PASSAGE SHOWN:
# Thinking of Buying a Mini Embroidery Machine



## BitB_Shirts (Jul 10, 2010)

Hey everyone, I am considering purchasing a mini embroidery machine. I am completely new to the embroidery side of the business, but I am wanting to start making patches. Nothing huge, something in the range of 4x4 and smaller. I plan on making lots of them, to the amount where I feel it would be cheaper to make my own rather than have them made somewhere else. 

I am curious what brands of machines people are using, or what you would suggest.


----------



## ShirlandDesign (Nov 29, 2009)

BitB_Shirts said:


> I plan on making lots of them, to the amount where I feel it would be cheaper to make my own rather than have them made somewhere else.


Patches are typically high in stitch count (long run times), and the price you pay for outsourced patches is really pretty low (even in small quantities). After researching the issue please post the math. It's a question that would be of interest to a lot of us here.


----------



## JAF (Oct 12, 2008)

When you say a mini embroidery machine, I think of a home embroidery machine. A home machine would not hold up to commercial embroidery.

DIRECTIONS FOR THIS TASK: Carry on the forum thread above about buying a mini embroidery machine, starting right after the final sentence of its last post.

RECORD SET:
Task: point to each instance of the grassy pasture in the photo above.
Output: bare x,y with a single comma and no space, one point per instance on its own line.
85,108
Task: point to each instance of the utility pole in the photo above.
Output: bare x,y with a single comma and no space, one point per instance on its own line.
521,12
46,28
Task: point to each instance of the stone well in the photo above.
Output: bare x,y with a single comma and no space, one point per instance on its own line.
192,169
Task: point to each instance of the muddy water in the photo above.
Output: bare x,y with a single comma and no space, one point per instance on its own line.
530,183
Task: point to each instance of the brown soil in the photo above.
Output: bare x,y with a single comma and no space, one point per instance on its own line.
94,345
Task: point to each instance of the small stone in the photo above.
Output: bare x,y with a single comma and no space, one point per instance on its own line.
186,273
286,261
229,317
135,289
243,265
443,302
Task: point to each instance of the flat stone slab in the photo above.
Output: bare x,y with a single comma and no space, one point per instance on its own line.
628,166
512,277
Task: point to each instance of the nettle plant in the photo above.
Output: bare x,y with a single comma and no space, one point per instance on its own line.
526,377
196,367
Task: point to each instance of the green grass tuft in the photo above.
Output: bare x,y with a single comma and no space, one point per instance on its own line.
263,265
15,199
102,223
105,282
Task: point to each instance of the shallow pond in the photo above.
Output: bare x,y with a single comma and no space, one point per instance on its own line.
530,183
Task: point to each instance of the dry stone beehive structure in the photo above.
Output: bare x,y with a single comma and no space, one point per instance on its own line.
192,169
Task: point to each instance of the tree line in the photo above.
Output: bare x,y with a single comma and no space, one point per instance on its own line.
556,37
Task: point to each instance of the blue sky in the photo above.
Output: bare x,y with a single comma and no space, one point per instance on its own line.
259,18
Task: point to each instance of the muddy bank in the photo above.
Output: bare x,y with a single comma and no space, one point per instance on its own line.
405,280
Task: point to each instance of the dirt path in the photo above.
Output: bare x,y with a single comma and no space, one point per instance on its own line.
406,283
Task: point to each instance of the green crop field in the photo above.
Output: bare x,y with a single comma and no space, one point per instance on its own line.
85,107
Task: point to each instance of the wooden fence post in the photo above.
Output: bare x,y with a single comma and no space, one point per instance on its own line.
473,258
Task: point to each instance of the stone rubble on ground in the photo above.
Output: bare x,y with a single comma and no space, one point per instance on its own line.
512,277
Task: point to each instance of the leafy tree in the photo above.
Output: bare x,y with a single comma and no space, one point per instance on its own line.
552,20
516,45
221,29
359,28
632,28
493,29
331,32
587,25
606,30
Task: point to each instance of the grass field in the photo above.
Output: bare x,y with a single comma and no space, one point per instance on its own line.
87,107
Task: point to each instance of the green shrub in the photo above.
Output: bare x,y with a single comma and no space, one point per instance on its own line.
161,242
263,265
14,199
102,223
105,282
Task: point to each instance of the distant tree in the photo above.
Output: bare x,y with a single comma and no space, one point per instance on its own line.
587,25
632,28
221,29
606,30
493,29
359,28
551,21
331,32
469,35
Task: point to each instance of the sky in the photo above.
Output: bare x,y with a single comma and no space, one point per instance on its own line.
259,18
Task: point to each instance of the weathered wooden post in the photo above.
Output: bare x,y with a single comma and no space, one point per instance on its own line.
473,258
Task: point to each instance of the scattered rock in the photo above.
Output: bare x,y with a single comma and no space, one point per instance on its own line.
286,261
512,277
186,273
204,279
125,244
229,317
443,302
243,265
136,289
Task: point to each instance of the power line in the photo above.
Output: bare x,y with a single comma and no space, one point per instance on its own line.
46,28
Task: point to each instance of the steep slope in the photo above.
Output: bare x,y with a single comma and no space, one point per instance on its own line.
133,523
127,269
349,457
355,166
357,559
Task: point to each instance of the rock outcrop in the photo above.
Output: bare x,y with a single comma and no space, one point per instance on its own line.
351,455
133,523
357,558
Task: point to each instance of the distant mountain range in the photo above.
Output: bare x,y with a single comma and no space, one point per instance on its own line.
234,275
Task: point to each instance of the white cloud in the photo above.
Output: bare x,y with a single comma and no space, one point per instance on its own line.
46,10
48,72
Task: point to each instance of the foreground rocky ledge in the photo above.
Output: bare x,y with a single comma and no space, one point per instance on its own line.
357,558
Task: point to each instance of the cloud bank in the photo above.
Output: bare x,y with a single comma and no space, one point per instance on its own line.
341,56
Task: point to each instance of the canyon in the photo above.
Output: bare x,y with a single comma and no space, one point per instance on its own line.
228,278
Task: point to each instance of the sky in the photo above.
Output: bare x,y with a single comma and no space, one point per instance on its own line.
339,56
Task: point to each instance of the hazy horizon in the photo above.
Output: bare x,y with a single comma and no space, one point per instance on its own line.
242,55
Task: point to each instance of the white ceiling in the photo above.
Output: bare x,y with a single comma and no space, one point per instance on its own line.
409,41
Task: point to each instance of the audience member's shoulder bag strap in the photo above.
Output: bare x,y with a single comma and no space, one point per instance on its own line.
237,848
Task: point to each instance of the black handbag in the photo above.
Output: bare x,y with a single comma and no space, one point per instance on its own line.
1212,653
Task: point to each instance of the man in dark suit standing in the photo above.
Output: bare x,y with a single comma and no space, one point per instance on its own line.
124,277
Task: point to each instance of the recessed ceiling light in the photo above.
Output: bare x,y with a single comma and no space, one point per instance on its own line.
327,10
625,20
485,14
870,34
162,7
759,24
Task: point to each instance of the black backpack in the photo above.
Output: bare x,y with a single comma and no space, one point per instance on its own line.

RESULT FOR THIS TASK:
You would need to digitize the design. The average patch would be about 15 minutes on the machine. Then you would need to merrow the edge. I agree with John, outsourced patches are a good price.


----------



## selanac (Jan 8, 2007)

If you start with patches, you may end up doing actual embroidery. Buy a small commercial machine like a One head with 4 to 6 colors. 10 to 15 would even be better.


----------



## LODclothing (Aug 5, 2010)

What's the price range on a commercial machine and is it really a viable option for the small business types?


----------



## selanac (Jan 8, 2007)

Check the Classified section of this forum. Also call a local Melco or SWF company. You can also go to a ISS show in your area. They'll have lots on display.


----------



## Buechee (Dec 22, 2005)

I do mostly patches. What are you looking to do? The money is good if you do them right. It will cost about $.25 per patch to make, give or take.


----------



## JAF (Oct 12, 2008)

Marc,
How do you make your patches?


----------



## seted08 (Nov 2, 2010)

definetly do it i heard of a great model called the adeem 78il


----------



## BitB_Shirts (Jul 10, 2010)

Buechee said:


> I do mostly patches. What are you looking to do? The money is good if you do them right. It will cost about $.25 per patch to make, give or take.



Do you do wholesale business or mostly retail? I would love to get prices from you. I may try to push some patches to make sure it's in my market before I spend the cash on a machine.


----------



## selanac (Jan 8, 2007)

Tom, someone emailed me whose trying to sell two embroidery machines. They're commercial units. One is an SWF 601 and another a 1201. The number 6, and 12 means number of threads. The 1 means One embroidery head. 

Don't know the specifics, but will let you know if you're interested. PM me if you are or anyone else.


----------



## JAF (Oct 12, 2008)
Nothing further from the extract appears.